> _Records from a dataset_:

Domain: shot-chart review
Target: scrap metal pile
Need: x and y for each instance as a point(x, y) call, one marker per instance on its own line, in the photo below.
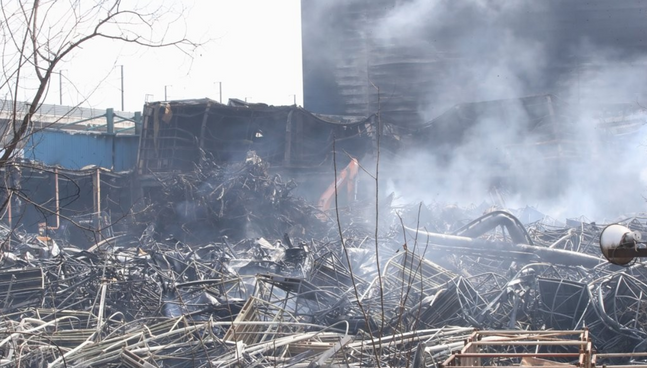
point(266, 283)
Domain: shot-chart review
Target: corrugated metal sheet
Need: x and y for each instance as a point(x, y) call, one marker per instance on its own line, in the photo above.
point(77, 150)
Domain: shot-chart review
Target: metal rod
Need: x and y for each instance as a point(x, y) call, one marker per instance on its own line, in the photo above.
point(60, 86)
point(122, 88)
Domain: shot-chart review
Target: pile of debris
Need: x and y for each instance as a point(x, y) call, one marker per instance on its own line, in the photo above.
point(251, 278)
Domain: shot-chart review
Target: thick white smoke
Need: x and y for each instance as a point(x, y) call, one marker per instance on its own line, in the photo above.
point(499, 50)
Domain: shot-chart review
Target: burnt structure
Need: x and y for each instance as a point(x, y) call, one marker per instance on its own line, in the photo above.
point(413, 59)
point(178, 136)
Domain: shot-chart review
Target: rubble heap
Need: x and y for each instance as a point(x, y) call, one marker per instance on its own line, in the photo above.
point(257, 280)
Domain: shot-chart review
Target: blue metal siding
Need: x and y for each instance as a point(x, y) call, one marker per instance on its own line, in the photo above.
point(76, 150)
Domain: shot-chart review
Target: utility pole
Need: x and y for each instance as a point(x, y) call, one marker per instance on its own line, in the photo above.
point(165, 95)
point(60, 87)
point(122, 87)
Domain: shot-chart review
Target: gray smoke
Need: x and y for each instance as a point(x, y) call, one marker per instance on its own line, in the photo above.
point(431, 55)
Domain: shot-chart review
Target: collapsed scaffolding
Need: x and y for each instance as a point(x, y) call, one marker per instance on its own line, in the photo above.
point(266, 283)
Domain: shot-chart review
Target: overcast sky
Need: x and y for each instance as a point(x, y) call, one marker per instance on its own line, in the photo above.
point(252, 46)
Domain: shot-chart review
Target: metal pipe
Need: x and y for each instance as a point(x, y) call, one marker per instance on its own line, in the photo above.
point(453, 243)
point(56, 202)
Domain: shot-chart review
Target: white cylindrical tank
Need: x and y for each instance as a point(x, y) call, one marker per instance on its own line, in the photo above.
point(614, 237)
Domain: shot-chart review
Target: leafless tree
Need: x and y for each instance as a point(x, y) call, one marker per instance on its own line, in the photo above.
point(39, 35)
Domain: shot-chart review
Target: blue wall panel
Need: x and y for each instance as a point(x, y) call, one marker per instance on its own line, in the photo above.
point(79, 149)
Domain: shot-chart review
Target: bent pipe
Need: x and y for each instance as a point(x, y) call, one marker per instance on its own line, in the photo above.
point(486, 248)
point(493, 219)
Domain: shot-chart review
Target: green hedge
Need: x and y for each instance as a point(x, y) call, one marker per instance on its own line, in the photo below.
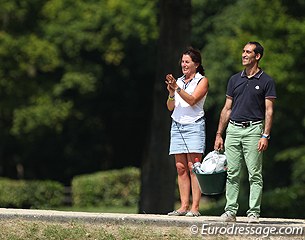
point(107, 188)
point(30, 194)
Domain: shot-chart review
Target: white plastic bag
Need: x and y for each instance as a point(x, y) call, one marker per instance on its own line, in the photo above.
point(214, 162)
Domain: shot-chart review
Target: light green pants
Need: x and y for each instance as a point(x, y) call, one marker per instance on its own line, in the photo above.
point(241, 145)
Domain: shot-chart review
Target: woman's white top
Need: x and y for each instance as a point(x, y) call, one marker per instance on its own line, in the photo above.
point(183, 112)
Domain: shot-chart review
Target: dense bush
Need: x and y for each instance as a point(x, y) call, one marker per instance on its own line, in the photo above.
point(107, 188)
point(30, 194)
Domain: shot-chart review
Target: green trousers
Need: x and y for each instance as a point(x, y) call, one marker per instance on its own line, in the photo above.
point(241, 145)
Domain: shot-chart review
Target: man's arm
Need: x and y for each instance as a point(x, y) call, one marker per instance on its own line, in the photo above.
point(263, 142)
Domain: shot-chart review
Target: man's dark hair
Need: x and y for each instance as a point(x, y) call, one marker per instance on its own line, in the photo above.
point(258, 48)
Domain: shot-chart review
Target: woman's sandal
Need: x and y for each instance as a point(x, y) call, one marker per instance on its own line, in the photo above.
point(177, 213)
point(192, 214)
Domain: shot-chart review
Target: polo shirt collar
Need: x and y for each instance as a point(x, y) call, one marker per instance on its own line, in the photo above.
point(257, 75)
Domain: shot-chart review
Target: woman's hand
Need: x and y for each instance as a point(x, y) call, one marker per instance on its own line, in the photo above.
point(171, 83)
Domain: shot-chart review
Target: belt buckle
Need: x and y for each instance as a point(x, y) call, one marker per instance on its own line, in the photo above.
point(245, 124)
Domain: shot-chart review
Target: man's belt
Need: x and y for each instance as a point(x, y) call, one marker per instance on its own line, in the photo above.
point(246, 123)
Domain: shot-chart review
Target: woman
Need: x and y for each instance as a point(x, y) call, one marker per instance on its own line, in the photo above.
point(186, 99)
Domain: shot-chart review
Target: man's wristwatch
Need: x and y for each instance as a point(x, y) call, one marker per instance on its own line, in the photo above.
point(266, 136)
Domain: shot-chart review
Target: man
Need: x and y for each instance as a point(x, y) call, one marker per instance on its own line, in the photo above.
point(247, 115)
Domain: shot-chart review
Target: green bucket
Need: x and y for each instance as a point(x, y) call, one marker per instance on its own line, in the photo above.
point(213, 183)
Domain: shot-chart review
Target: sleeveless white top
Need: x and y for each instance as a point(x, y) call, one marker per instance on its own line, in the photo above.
point(183, 112)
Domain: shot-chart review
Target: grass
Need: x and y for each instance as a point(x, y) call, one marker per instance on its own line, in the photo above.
point(101, 209)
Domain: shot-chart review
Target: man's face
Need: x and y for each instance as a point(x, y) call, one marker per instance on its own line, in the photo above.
point(249, 58)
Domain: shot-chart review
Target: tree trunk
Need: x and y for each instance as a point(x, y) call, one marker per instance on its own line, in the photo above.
point(158, 173)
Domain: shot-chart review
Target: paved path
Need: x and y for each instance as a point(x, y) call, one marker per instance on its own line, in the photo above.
point(149, 219)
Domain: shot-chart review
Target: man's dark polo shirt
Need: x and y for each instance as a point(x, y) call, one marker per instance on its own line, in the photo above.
point(249, 95)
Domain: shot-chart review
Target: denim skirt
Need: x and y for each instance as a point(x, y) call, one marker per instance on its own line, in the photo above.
point(187, 138)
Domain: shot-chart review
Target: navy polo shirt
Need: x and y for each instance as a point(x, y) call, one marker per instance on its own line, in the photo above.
point(249, 94)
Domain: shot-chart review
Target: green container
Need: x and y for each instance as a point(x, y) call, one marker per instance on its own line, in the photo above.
point(212, 184)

> _Objective_: Present every line of the rows above as a numbered list, omitting blank lines and leaving the pictures out.

> _Worked solution_:
1. Domain: shot-chart review
2. Target: scrap metal pile
3. Need: x and y for each instance as a point(x, y) call, one marker per instance on its own line, in the photo below.
4. point(266, 283)
5. Domain: shot-chart review
6. Target: corrugated metal sheet
7. Need: x and y for each instance as a point(x, y) call, one marker per instance on its own line, in the photo above.
8. point(77, 150)
9. Domain: shot-chart review
10. Target: metal rod
11. Need: x and y for each instance as a point(x, y) call, one marker per instance on its own line, in the photo above.
12. point(60, 86)
13. point(122, 88)
14. Domain: shot-chart review
15. Target: pile of debris
16. Need: x and y for each instance as a point(x, y) call, one marker per instance on its own line, in the photo above.
17. point(251, 278)
18. Domain: shot-chart review
19. Target: thick white smoke
20. Need: x and y for each instance as a point(x, y) call, one marker per instance on its own line, in the photo above.
21. point(499, 50)
22. Domain: shot-chart review
23. Target: burnt structure
24. Need: x and y for each instance as a point(x, y) call, one marker per instance on its own line, in the photo above.
25. point(413, 59)
26. point(178, 136)
27. Domain: shot-chart review
28. Target: rubble heap
29. Need: x and y for each instance as a point(x, y) call, one marker per instance on its own line, in the photo above.
30. point(257, 280)
31. Domain: shot-chart review
32. Target: blue metal siding
33. Need: x and y for each instance as a point(x, y) call, one marker per instance on its own line, in the photo above.
34. point(76, 150)
35. Domain: shot-chart review
36. Target: utility pole
37. Need: x and y for each instance as a point(x, y) call, one marker per instance on its own line, in the photo above.
38. point(165, 95)
39. point(60, 87)
40. point(122, 87)
41. Domain: shot-chart review
42. Target: gray smoke
43. Need: x and y for each instance as a point(x, y) call, one marker per instance on its own line, in the photo above.
44. point(431, 55)
45. Domain: shot-chart review
46. Target: collapsed scaffolding
47. Need: x and y for each instance as a point(x, y) call, one marker per instance on its own line, in the photo above.
48. point(266, 283)
49. Domain: shot-chart review
50. Target: overcast sky
51. Need: x and y for each instance as a point(x, y) call, one marker per instance on its own line, in the photo above.
52. point(252, 46)
53. Domain: shot-chart review
54. Target: metal pipe
55. Need: x and y for each instance as a point(x, y) call, one marker per instance on its own line, in the photo above.
56. point(453, 243)
57. point(56, 202)
58. Domain: shot-chart review
59. Target: white cylindrical tank
60. Need: x and y for each instance as a point(x, y) call, one marker per instance on its own line, in the photo above.
61. point(614, 237)
62. Domain: shot-chart review
63. Target: leafless tree
64. Need: x and y for each instance as a point(x, y) call, one marker per instance on its own line, in the photo above.
65. point(39, 35)
66. Domain: shot-chart review
67. Target: blue wall panel
68. Need: x and y for each instance as a point(x, y) call, one marker per instance on its own line, in the photo above.
69. point(79, 149)
70. Domain: shot-chart review
71. Target: bent pipe
72. Need: x and y for each instance as a point(x, y) call, one marker per instance on its own line, in the photo above.
73. point(486, 248)
74. point(493, 219)
75. Domain: shot-chart review
76. Target: green hedge
77. Need: x and y for each instance as a point(x, y) call, one marker per instance on its own line, in the photo below.
78. point(107, 188)
79. point(30, 194)
80. Domain: shot-chart review
81. Target: white plastic bag
82. Need: x and y for each instance as a point(x, y) call, one marker per instance on its own line, in the photo above.
83. point(214, 162)
84. Domain: shot-chart review
85. Target: light green pants
86. Need: x and y for each instance as a point(x, y) call, one marker per instance on its own line, in the photo above.
87. point(241, 145)
88. Domain: shot-chart review
89. Target: woman's white top
90. Need: x and y for each instance as a point(x, y) call, one marker per instance on its own line, in the photo above.
91. point(183, 112)
92. Domain: shot-chart review
93. Target: dense bush
94. Need: x and y for each instance as a point(x, y) call, one marker per instance on its own line, in the photo above.
95. point(107, 188)
96. point(30, 194)
97. Domain: shot-chart review
98. Target: green trousers
99. Need: x and y for each instance as a point(x, y) call, one marker per instance on its own line, in the photo above.
100. point(241, 145)
101. Domain: shot-chart review
102. Target: man's arm
103. Need: x and y for each instance as a point(x, y) call, one marker per instance on its own line, in the photo above.
104. point(263, 142)
105. Domain: shot-chart review
106. Target: man's dark hair
107. Need: x and y for each instance as a point(x, y) call, one marker per instance on its own line, in the photo above.
108. point(258, 48)
109. Domain: shot-chart review
110. Target: woman's sandal
111. Need: x and y for each instance as a point(x, y) call, one marker per instance on its own line, in the photo above.
112. point(177, 213)
113. point(192, 214)
114. Domain: shot-chart review
115. Target: polo shirt collar
116. Need: x and y for each instance as a point(x, y) call, one marker per instance on its own line, in the photo above.
117. point(257, 75)
118. Domain: shot-chart review
119. Target: woman's hand
120. Need: x and y for each instance as a point(x, y) call, one marker per instance on its own line, in the photo above.
121. point(171, 83)
122. Domain: shot-chart review
123. Target: belt buckle
124. Need: x and y for each instance as a point(x, y) call, one marker per instance on its own line, in the photo above.
125. point(245, 124)
126. Domain: shot-chart review
127. Target: man's belt
128. Need: x and y for each instance as a point(x, y) call, one marker per instance on its own line, in the photo above.
129. point(246, 123)
130. Domain: shot-chart review
131. Target: woman
132. Need: x and y for each instance as a point(x, y) call, one marker per instance on its own line, in the photo above.
133. point(186, 99)
134. Domain: shot-chart review
135. Target: man's wristwatch
136. Need: x and y for each instance as a point(x, y) call, one marker per instance on its own line, in the photo above.
137. point(266, 136)
138. Domain: shot-chart review
139. Target: man
140. Need: x and y for each instance as a point(x, y) call, one marker per instance on its own line, in the photo above.
141. point(247, 115)
142. Domain: shot-chart review
143. Target: green bucket
144. Need: x and y for each instance as a point(x, y) call, one marker per instance on its own line, in the photo above.
145. point(213, 183)
146. Domain: shot-chart review
147. Target: sleeveless white top
148. Need: x and y for each instance as a point(x, y) call, one marker per instance on its own line, in the photo above.
149. point(183, 112)
150. Domain: shot-chart review
151. Target: grass
152. Need: x and y for each instance as a point(x, y) call, one marker per instance on its own line, in the photo above.
153. point(101, 209)
154. Domain: shot-chart review
155. Target: man's face
156. Need: x and y for each instance as a point(x, y) call, one marker per instance on its own line, in the photo above.
157. point(249, 58)
158. Domain: shot-chart review
159. Target: tree trunk
160. Need: x and y for each instance as a point(x, y) call, one marker per instance on its own line, in the photo above.
161. point(158, 173)
162. Domain: shot-chart review
163. Target: paved path
164. Need: x and y for each instance as a point(x, y) call, one marker per instance on its own line, in the photo above.
165. point(149, 219)
166. Domain: shot-chart review
167. Target: man's dark polo shirt
168. Need: x and y for each instance as a point(x, y) call, one marker per instance on its own line, in the photo above.
169. point(249, 95)
170. Domain: shot-chart review
171. Target: denim skirt
172. Need: x and y for each instance as a point(x, y) call, one marker per instance on its own line, in the photo above.
173. point(187, 138)
174. Domain: shot-chart review
175. Target: navy polo shirt
176. Need: x and y for each instance as a point(x, y) call, one marker per instance on its own line, in the photo above.
177. point(249, 94)
178. Domain: shot-chart review
179. Target: green container
180. Need: x and y for each instance as a point(x, y) call, one marker per instance on its own line, in the photo above.
181. point(212, 184)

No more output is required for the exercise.